■ INSTRUCTIONS FOR THE TASK:
Repeat word for word the lines below that begin with the one containing "Where can you see the asphalt" and run through the last line, both ends included.

++++ PROVIDED INFORMATION ++++

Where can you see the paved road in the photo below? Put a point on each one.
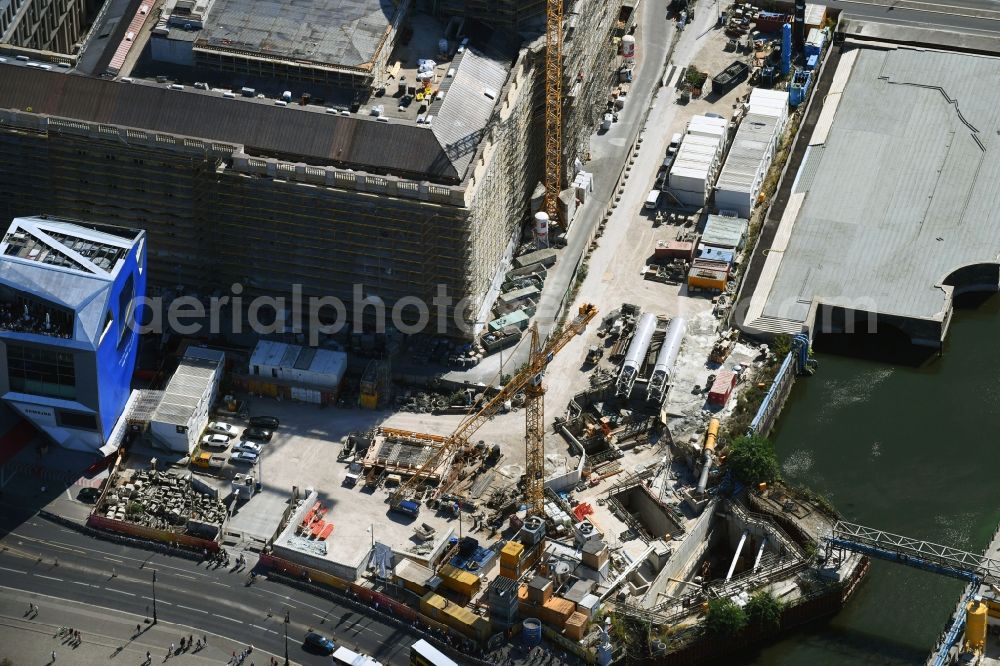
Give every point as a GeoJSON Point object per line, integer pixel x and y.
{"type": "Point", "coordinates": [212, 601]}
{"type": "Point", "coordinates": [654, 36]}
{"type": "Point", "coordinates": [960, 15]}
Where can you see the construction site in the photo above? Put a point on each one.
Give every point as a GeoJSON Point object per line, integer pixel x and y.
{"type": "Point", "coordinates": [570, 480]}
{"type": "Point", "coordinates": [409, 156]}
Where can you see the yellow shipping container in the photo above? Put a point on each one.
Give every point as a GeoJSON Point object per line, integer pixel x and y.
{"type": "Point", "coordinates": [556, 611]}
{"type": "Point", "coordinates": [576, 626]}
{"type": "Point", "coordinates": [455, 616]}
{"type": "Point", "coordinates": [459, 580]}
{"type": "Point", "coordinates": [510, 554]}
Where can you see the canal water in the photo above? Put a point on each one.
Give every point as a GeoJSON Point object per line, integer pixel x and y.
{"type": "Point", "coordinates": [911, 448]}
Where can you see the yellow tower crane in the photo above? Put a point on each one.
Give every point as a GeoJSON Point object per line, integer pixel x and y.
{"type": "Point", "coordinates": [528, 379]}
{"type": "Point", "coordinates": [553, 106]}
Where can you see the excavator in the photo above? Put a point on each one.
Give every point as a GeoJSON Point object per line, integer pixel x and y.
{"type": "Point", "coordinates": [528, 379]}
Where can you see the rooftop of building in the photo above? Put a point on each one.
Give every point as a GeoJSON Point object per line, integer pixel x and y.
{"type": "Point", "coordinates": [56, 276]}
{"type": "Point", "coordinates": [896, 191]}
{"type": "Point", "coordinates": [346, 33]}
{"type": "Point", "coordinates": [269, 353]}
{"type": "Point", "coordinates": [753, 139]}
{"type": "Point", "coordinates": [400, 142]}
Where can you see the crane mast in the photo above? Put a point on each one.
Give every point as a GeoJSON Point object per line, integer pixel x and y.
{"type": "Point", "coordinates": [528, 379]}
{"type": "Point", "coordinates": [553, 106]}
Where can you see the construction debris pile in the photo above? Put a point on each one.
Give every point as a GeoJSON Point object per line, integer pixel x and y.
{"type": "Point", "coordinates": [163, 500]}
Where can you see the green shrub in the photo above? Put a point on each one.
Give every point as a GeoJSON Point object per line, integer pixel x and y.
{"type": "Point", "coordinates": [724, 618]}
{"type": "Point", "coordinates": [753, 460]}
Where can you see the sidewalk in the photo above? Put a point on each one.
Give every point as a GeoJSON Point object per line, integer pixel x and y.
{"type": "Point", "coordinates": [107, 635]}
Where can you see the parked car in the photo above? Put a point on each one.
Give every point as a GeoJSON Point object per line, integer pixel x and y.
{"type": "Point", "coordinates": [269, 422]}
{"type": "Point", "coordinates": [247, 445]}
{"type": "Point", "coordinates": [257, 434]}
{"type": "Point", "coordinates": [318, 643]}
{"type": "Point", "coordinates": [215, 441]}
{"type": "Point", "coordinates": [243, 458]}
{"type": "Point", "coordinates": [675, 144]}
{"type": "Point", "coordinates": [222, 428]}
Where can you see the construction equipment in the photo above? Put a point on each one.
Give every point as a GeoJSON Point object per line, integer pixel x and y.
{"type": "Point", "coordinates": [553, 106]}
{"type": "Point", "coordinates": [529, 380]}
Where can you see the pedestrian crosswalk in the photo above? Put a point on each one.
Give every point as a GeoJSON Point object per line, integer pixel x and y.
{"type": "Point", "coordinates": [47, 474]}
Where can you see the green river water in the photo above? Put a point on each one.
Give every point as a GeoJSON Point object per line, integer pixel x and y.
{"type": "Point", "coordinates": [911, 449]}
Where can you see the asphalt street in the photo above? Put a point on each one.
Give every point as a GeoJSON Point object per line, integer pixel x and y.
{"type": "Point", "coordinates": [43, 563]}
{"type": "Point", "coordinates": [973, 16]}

++++

■ SOLUTION TO THE EXERCISE:
Where can you see the asphalt street in the photo above? Put a point on each one.
Give every point as a GeoJSON Point object per line, integer pixel x and y.
{"type": "Point", "coordinates": [43, 563]}
{"type": "Point", "coordinates": [973, 16]}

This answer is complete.